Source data
◇ ◇ ◇ ◇

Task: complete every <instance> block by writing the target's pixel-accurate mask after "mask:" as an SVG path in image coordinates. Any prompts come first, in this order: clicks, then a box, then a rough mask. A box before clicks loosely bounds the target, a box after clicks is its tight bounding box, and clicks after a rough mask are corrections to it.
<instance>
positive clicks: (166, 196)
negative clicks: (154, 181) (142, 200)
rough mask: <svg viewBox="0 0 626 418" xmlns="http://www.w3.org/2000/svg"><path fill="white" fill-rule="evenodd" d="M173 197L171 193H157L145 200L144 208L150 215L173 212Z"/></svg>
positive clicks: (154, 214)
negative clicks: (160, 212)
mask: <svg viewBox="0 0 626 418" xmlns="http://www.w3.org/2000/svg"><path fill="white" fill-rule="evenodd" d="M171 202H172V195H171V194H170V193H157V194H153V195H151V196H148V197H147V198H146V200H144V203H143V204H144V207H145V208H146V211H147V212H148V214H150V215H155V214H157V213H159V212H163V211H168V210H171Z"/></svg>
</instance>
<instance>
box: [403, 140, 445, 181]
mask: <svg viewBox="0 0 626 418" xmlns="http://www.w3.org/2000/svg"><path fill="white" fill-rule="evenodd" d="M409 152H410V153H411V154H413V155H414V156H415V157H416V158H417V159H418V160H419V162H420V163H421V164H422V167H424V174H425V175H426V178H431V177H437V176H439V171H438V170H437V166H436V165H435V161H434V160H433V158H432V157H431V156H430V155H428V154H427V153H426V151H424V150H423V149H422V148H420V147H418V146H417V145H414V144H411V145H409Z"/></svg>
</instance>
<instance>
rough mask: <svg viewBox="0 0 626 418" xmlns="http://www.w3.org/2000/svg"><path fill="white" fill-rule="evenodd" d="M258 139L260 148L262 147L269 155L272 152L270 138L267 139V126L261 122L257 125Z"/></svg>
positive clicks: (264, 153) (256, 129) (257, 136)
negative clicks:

◇ ◇ ◇ ◇

* **What to produce**
Output every line from the records, exactly as written.

* **Your solution**
Task: complete every <instance> block by writing the target's pixel-accurate mask after "mask:" as an SVG path in image coordinates. Any prompts come first, in this order: clicks, then a box, then a rough mask. A box before clicks loosely bounds the target, a box after clicks is its tight bounding box, and clicks after a rough mask are corrections to it.
<instance>
positive clicks: (166, 196)
negative clicks: (154, 181) (142, 200)
rough mask: <svg viewBox="0 0 626 418" xmlns="http://www.w3.org/2000/svg"><path fill="white" fill-rule="evenodd" d="M173 197L171 193H157L145 200L144 208L150 215L173 212Z"/></svg>
positive clicks: (154, 214)
negative clicks: (160, 212)
mask: <svg viewBox="0 0 626 418" xmlns="http://www.w3.org/2000/svg"><path fill="white" fill-rule="evenodd" d="M171 202H172V195H171V194H170V193H157V194H153V195H151V196H148V197H147V198H146V200H144V203H143V204H144V207H145V208H146V211H147V212H148V214H150V215H155V214H157V213H159V212H163V211H168V210H171Z"/></svg>
</instance>
<instance>
box: [403, 140, 445, 181]
mask: <svg viewBox="0 0 626 418" xmlns="http://www.w3.org/2000/svg"><path fill="white" fill-rule="evenodd" d="M409 152H410V153H411V154H413V155H414V156H415V157H416V158H417V159H418V160H419V162H420V163H421V164H422V167H424V174H425V175H426V178H431V177H437V176H439V171H438V170H437V166H436V165H435V161H434V160H433V158H432V157H431V156H430V155H428V154H427V153H426V151H424V150H423V149H422V148H420V147H418V146H417V145H414V144H411V145H409Z"/></svg>
</instance>
<instance>
rough mask: <svg viewBox="0 0 626 418" xmlns="http://www.w3.org/2000/svg"><path fill="white" fill-rule="evenodd" d="M258 139L260 148L262 147L269 155L272 152L270 138L267 139V126L261 122L257 125Z"/></svg>
positive clicks: (264, 153) (256, 129) (257, 136)
negative clicks:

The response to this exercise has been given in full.